_Exercise requirements_
Reproduce the entries below word for word, from the line containing "target | rolled bark" through the end of the entries, including both of those ends. Omit the pictures from your answer.

Records of labeled points
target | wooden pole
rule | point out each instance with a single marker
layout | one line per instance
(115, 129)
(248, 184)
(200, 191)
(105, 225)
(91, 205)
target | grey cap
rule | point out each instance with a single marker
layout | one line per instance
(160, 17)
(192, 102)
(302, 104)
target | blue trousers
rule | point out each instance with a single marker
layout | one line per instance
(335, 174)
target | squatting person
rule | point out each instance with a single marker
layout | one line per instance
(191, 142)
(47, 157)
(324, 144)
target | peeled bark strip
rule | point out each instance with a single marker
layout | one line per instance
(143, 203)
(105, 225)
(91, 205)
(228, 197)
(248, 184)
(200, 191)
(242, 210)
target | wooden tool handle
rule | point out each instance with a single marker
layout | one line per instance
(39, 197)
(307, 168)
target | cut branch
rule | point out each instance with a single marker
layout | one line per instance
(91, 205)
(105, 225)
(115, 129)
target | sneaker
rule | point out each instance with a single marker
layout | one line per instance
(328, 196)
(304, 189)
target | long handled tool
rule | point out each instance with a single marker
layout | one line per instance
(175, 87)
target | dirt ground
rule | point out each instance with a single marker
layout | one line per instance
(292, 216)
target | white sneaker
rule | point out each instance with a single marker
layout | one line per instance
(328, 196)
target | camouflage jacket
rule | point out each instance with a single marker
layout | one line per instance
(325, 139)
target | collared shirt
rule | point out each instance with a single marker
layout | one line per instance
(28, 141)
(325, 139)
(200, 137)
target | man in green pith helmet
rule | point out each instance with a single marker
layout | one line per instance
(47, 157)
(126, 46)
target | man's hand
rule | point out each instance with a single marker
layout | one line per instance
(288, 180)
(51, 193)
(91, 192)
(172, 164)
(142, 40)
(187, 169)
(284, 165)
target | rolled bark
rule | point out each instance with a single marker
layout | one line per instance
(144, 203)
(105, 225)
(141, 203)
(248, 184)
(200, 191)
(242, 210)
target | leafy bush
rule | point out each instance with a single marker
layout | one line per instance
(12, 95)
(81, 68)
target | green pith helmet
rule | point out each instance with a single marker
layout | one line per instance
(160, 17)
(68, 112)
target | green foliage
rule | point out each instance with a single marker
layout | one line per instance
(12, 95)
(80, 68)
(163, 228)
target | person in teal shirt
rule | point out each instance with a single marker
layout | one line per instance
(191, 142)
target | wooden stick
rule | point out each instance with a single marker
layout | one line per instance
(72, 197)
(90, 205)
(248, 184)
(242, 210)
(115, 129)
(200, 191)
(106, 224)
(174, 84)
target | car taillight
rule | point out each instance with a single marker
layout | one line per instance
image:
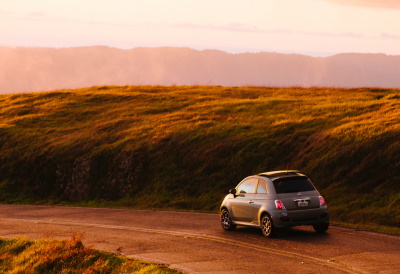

_Answer below_
target | rolled bark
rule | point out each instance with a single marker
layout | one line per instance
(144, 203)
(105, 225)
(141, 203)
(248, 184)
(200, 191)
(242, 210)
target | leafy bush
rule | point out each instance with a single marker
layout | one line per instance
(12, 95)
(81, 68)
target | green pith helmet
rule | point out each instance with a single marker
layout | one line per instance
(160, 17)
(68, 112)
target | green foliage
rule | point out each instance with a single marker
layout | one line per instance
(12, 95)
(80, 68)
(163, 228)
target | person in teal shirt
rule | point out each instance with a single marker
layout | one line per instance
(191, 142)
target | wooden stick
rule | point out each instance with a single marker
layout | one line per instance
(72, 197)
(90, 205)
(248, 184)
(242, 210)
(115, 129)
(200, 191)
(106, 224)
(174, 84)
target | car taillight
rule | point out each instance with a single marker
layout | one line per instance
image:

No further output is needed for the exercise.